J'ai lu mon fils le lendemain que je vous écrivis, dans le journal de la Clef du Cabinet, un article qui m'avait bien réjouie et ensuite bien impatientée. Dans un projet de loi du corps législatif il est dit qu'il maintient la taxe d'entretien qui se perçoit sur le Pont Neuf à Lyon, quoiqu'il me parût singulièrement fait je crus que vous ne vous étiez pas soucié de mettre le pont Morand et qu'il est aisé de s'abuser dans ce que l'on souhaite je n'étais étonnée que de ce que vous ne m'en donniez pas la nouvelle. Je le fus bien davantage quand je vis quelques jours après que cette loi avait passé au tribunal au profit du nommé Nigret dont je n'ai jamais entendu parler je suis à deviner de quel pont on a voulu parler.

Jeu de données:
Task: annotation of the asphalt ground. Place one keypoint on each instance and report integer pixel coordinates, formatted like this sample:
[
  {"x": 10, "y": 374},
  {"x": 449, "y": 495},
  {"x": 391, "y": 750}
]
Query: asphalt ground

Consigne: Recopiez la lettre, tout le passage depuis « J'ai lu mon » jusqu'à « a voulu parler. », en substituant « taxe de passage » à « taxe d'entretien ». Les items n'ont aucun rôle ici.

Réponse:
J'ai lu mon fils le lendemain que je vous écrivis, dans le journal de la Clef du Cabinet, un article qui m'avait bien réjouie et ensuite bien impatientée. Dans un projet de loi du corps législatif il est dit qu'il maintient la taxe de passage qui se perçoit sur le Pont Neuf à Lyon, quoiqu'il me parût singulièrement fait je crus que vous ne vous étiez pas soucié de mettre le pont Morand et qu'il est aisé de s'abuser dans ce que l'on souhaite je n'étais étonnée que de ce que vous ne m'en donniez pas la nouvelle. Je le fus bien davantage quand je vis quelques jours après que cette loi avait passé au tribunal au profit du nommé Nigret dont je n'ai jamais entendu parler je suis à deviner de quel pont on a voulu parler.